Point annotations for photos
------------------------------------------------------------

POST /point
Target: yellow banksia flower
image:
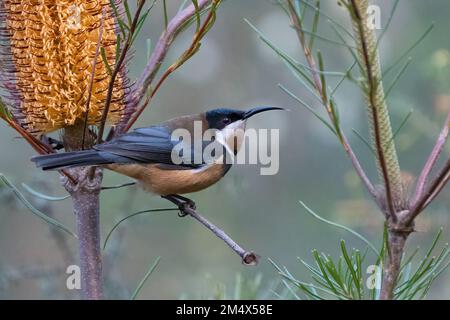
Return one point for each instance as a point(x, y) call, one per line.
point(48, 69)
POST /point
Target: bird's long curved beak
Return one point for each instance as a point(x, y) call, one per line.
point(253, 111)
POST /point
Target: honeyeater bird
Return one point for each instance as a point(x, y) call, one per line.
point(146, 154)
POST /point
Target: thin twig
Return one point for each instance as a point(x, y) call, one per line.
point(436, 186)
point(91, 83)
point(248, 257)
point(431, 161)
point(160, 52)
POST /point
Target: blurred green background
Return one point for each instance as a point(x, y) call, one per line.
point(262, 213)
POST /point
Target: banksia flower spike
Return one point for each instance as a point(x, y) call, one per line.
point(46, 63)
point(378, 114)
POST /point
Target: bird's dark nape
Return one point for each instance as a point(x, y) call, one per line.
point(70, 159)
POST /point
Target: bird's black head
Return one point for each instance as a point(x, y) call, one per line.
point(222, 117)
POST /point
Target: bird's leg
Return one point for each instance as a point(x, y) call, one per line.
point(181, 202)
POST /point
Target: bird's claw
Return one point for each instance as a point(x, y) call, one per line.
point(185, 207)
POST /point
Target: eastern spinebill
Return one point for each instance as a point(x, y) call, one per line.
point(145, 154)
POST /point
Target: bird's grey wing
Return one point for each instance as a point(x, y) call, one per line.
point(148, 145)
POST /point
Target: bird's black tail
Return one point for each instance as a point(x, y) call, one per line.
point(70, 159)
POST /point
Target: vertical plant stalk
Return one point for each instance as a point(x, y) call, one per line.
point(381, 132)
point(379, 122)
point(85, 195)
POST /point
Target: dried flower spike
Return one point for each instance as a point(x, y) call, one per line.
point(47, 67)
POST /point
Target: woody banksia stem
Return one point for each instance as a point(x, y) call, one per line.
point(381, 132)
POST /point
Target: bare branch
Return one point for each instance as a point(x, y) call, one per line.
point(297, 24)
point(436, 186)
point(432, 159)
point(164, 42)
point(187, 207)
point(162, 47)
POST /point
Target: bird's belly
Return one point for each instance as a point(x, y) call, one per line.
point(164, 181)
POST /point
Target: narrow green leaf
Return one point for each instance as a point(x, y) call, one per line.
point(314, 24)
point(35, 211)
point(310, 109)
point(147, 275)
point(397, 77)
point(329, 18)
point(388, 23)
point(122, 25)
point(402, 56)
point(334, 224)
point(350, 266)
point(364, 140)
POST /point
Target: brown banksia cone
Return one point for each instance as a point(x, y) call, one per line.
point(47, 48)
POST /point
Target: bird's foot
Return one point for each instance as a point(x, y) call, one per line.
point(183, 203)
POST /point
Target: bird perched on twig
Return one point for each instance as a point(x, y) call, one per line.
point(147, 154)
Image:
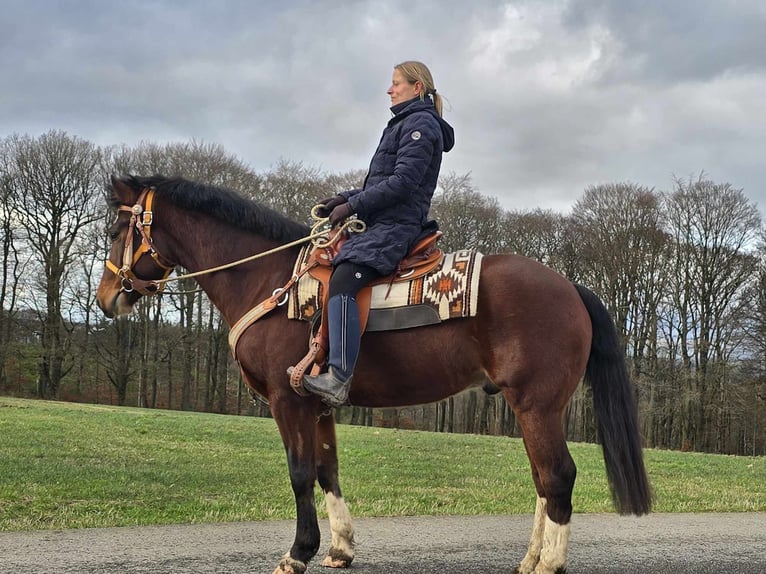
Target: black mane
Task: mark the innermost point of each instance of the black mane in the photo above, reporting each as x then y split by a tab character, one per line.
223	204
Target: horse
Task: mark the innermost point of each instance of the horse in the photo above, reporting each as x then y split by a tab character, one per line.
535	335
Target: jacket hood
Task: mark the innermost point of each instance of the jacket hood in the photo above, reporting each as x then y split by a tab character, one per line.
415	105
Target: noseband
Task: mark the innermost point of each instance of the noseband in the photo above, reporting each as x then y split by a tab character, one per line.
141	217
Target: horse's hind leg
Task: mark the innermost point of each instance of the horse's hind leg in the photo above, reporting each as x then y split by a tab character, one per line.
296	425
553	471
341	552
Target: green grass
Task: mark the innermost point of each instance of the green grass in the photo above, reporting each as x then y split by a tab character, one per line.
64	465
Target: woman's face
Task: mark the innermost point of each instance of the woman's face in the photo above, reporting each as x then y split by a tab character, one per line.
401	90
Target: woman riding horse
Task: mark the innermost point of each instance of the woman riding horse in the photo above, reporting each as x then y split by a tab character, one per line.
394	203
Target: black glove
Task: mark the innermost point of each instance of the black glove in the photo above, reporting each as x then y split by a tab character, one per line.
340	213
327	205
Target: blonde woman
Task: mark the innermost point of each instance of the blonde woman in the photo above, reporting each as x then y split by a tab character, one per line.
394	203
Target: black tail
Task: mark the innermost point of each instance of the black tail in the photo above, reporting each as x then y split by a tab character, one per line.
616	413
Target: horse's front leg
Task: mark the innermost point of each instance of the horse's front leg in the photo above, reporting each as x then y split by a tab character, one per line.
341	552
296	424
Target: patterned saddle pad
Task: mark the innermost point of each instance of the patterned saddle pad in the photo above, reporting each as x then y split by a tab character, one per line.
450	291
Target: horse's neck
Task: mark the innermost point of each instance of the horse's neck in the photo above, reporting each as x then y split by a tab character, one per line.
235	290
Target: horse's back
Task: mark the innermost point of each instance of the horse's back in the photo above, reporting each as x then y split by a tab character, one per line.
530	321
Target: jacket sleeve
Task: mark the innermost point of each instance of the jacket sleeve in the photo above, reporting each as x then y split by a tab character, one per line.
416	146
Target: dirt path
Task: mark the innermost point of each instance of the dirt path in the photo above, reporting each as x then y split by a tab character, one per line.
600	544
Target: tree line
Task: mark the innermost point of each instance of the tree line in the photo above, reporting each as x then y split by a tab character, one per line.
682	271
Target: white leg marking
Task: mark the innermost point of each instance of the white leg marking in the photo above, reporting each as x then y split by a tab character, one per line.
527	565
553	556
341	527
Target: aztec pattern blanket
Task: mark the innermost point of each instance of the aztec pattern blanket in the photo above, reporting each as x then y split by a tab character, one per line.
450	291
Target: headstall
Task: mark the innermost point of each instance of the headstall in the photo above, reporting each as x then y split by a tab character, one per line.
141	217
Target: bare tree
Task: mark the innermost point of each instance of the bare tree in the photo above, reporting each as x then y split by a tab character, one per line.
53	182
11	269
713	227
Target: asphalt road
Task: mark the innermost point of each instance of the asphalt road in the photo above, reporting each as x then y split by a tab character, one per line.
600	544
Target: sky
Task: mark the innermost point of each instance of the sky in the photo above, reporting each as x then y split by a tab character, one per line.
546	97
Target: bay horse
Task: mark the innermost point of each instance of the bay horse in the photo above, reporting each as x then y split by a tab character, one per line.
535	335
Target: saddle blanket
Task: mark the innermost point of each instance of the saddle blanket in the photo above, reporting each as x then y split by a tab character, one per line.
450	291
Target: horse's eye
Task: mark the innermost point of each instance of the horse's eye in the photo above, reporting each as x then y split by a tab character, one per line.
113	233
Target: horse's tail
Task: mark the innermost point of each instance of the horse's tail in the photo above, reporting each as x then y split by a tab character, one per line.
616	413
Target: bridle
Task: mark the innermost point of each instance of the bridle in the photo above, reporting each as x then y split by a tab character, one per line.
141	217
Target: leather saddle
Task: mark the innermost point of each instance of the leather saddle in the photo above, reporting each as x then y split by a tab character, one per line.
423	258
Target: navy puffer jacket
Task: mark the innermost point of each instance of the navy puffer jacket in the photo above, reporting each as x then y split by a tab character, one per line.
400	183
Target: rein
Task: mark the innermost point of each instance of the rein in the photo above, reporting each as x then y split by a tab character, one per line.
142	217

------------------------------------------------------------

▶ Goal
Images must not appear in the copy; reproduce everything else in the records verbatim.

▶ Solution below
POST /point
Target: yellow banksia flower
image:
Return one point for each instance as a point(x, y) call, one per line.
point(48, 69)
POST /point
Target: bird's long curved beak
Return one point for each instance as a point(x, y) call, one per line.
point(253, 111)
POST /point
Target: honeyeater bird
Return one point for each instance as a point(x, y) call, one per line.
point(146, 154)
POST /point
Target: thin twig
Return one point for each instance as a point(x, y) call, one per line.
point(436, 186)
point(91, 83)
point(248, 257)
point(431, 161)
point(160, 52)
POST /point
Target: blurred green background
Return one point for each instance as a point(x, y) call, one per line.
point(262, 213)
POST /point
Target: banksia flower spike
Return one point for each instance as a point(x, y) call, one per line.
point(46, 63)
point(378, 114)
POST /point
Target: bird's dark nape
Return one point for each instance as a point(x, y) call, one per line.
point(70, 159)
POST /point
Target: bird's black head
Return one point for each instance as a point(x, y) call, one per line.
point(222, 117)
POST /point
Target: bird's leg
Return one point for each instance as a point(x, y) call, one per line.
point(181, 202)
POST /point
Target: bird's claw
Return one point for each instance as a point(x, y) call, one per line.
point(185, 207)
POST /point
Target: eastern spinebill
Return one point for each instance as a point(x, y) call, one per line.
point(145, 154)
POST /point
Target: bird's grey wing
Return one point for each instance as a point(x, y) call, one per line.
point(148, 145)
POST /point
Target: bird's black tail
Return one point for each instance as a point(x, y) call, one per line.
point(70, 159)
POST /point
Target: vertical plant stalk
Return one point for each instance as a point(x, y) call, one per line.
point(381, 132)
point(379, 122)
point(85, 195)
POST /point
Target: dried flower spike
Return one point for each instance as a point(x, y) call, one per line.
point(47, 67)
POST /point
Target: woody banksia stem
Return one point for each instance as a point(x, y) call, one per line.
point(381, 132)
POST /point
Target: bare branch
Return one point for each instance as a point(x, y) call, one per line.
point(297, 24)
point(436, 186)
point(432, 159)
point(164, 42)
point(187, 207)
point(162, 47)
POST /point
Target: bird's belly
Return one point for each instance as a point(x, y) call, one per line.
point(164, 181)
POST /point
Target: narrow green leaf
Return one point for each instance as a point(x, y) call, one per line.
point(314, 24)
point(35, 211)
point(310, 109)
point(147, 275)
point(397, 77)
point(329, 18)
point(388, 23)
point(122, 25)
point(402, 56)
point(334, 224)
point(350, 266)
point(364, 140)
POST /point
Target: brown banksia cone
Return one point for each instance as a point(x, y) call, one per line.
point(47, 48)
POST /point
Target: bird's foot
Return one point for each instance as a point(x, y) call, one per line.
point(183, 203)
POST /point
Target: bird perched on twig
Return one point for each instance as a point(x, y) call, one per line.
point(147, 154)
Image:
Target: black mane
Task: mark the innermost point of each instance of the black mane in the photo above, reporting each as x then y split by a tab character, one per line.
223	204
Target: horse
Task: mark the innermost point of each instance of the horse in the photo above, reporting each as x then y split by a tab character, one per line.
535	335
Target: jacket hood
Task: mark the innermost point of each instance of the jacket hood in the photo above, reporting each as x then y split by a tab character, one per line.
415	105
Target: noseband
Task: mark the innermost point of each instance of the noseband in the photo above, reporting each as x then y split by a tab character, one per line.
141	217
Target: horse's hind leg
Task: mark the innermost point of each instance of the horse's hind leg in the photo above, reporting each as x then y split by a tab character, one per line.
296	425
553	471
341	552
Target: green grass
Task: mark the innermost point of each instance of the green grass in the photo above, reporting each as x then y split by a tab character, one per line.
64	465
Target: woman's face
Task: mark the innermost point of each instance of the woman's face in the photo above, reporting each as x then y split by a tab character, one per line.
401	90
Target: woman riding horse
Task: mark the innermost point of each instance of the woman riding horse in the photo above, reporting each as x then y split by a tab character, one per line.
394	203
Target: black glove
Task: mark the innermost point of each instance of the black glove in the photo above, reporting each as x then y split by a tab character, one per line.
340	213
327	205
Target: blonde woman
Task: mark the innermost point of each instance of the blonde woman in the photo above, reporting each as x then y split by a tab character, one per line.
394	203
Target: black tail
Task: mark the innermost point of each instance of the black tail in the photo above, reporting each as x then y split by a tab character, one per line.
616	413
Target: horse's front leg
Task: mark the innermost point of each instance of the horse's front leg in the photo above, reporting each as x then y split by a tab character, one per line.
341	552
296	424
Target: patterned saddle pad
Task: mark the innermost point of each instance of the patterned saddle pad in the photo above, reporting each as x then y split by a tab character, one per line.
450	291
Target: horse's neck
Task: mark the innermost point of each instance of the horse's neck in the photo above, reporting each as x then y split by a tab character, one per line.
235	290
Target: horse's back
Task: mark the innermost point of each instance of the horse's back in the photo above, reporting each as x then y split by a tab character, one per line.
530	321
Target: jacket sleeve
Task: mark the innermost point of each instance of the jacket sleeve in the photo above, reporting each as x then y split by a tab character, one per line.
416	146
Target: dirt path
Task: mark the innermost point of each instance of the dirt path in the photo above, reporting each as x then y split by a tab character, one per line.
600	544
Target: tree line
Task: mark the innermost point of each instance of the tree line in the photo above, reporting each as x then y split by a tab character, one per line.
682	271
Target: white leg marking
Task: mark the innermost point of each instance of the white leg marking in the photo above, reporting each as x then y split by a tab character, one per line.
527	565
553	556
341	527
Target: aztec pattern blanket
Task: mark the innermost point of each instance of the aztec pattern blanket in the photo above, reporting each as x then y split by a tab character, one per line.
450	291
Target: headstall
Task: mark the innermost point of each instance of the headstall in the photo above, reporting each as x then y split by a tab character, one per line.
141	217
Target: bare tree
Task: mark the innermost point of each instance of the bare tree in the photo above, reporting each as x then y split by a tab character, one per line.
53	182
11	269
713	227
Target: asphalt road
Task: mark the innermost point of each instance of the asphalt road in the photo above, reporting each as x then y split by a tab character, one per line.
600	544
Target: sky
Task: mark the innermost point of each instance of the sky in the photo above, reporting each as x then y split by a tab character, one per line.
546	97
Target: bay horse
Task: mark the innermost point of each instance of the bay horse in the photo above, reporting each as x then y split by a tab character, one per line.
535	335
Target: saddle blanket
Task: mark the innermost point of each instance of the saddle blanket in the photo above, reporting each as x then y split by a tab character, one per line.
450	291
Target: horse's eye
Task: mark the innermost point of each instance of the horse's eye in the photo above, reporting each as x then y split by a tab character, one per line.
113	233
Target: horse's tail
Task: mark the innermost point of each instance of the horse's tail in the photo above, reporting each as x then y split by a tab character, one per line.
616	413
Target: bridle
Task: mark the innermost point of each instance of the bridle in the photo above, reporting each as x then y split by a tab character, one per line.
141	217
Target: leather saddle
Task: mark the innermost point of each instance of the leather saddle in the photo above, reporting each as x then y split by a tab character, one per line.
423	258
Target: navy puffer jacket
Task: mark the innermost point of each instance of the navy puffer jacket in the photo above, reporting each as x then y split by a tab character, one per line.
400	183
Target: rein
Task: mark the innermost point of each instance of the rein in the photo above, reporting each as x then y split by a tab character, one per line.
142	217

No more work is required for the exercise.